Aim of the task | Copy out all of the data below, requests included, and offset every coordinate in the answers by adding 144 to it. Leave the pictures out.

☆ ☆ ☆ ☆

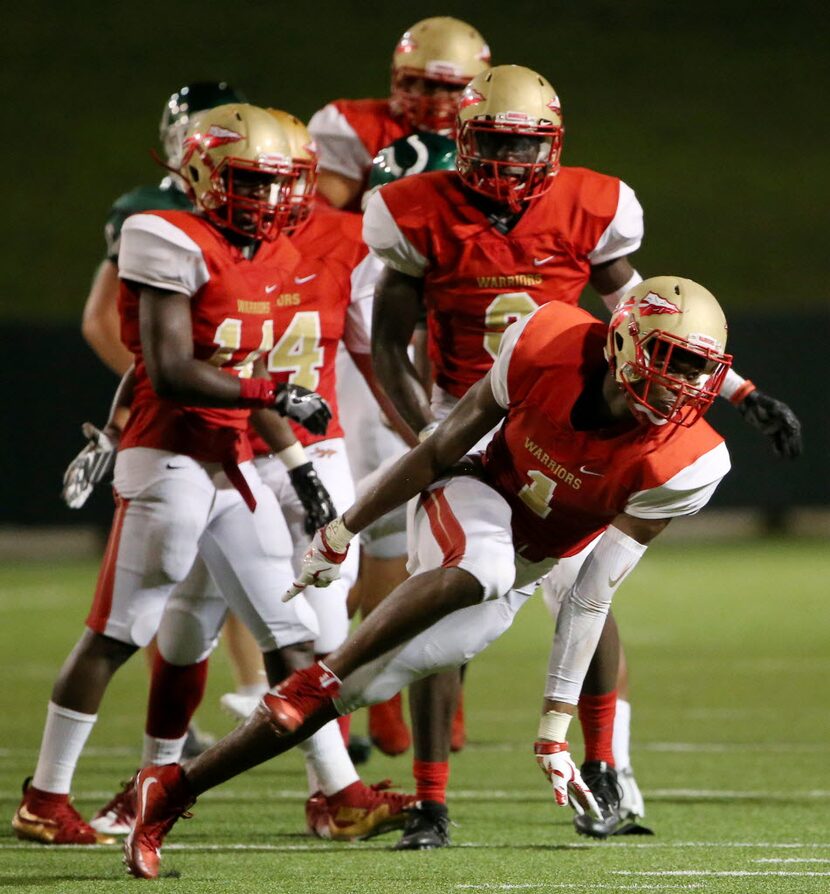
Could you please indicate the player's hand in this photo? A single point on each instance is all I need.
(303, 406)
(774, 419)
(319, 509)
(556, 763)
(321, 563)
(92, 465)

☆ ☆ ☆ ☆

Final result |
Could you please indicate the player's hand in this photo? A single point on each instance is all I need.
(447, 550)
(918, 563)
(463, 653)
(700, 907)
(465, 707)
(236, 609)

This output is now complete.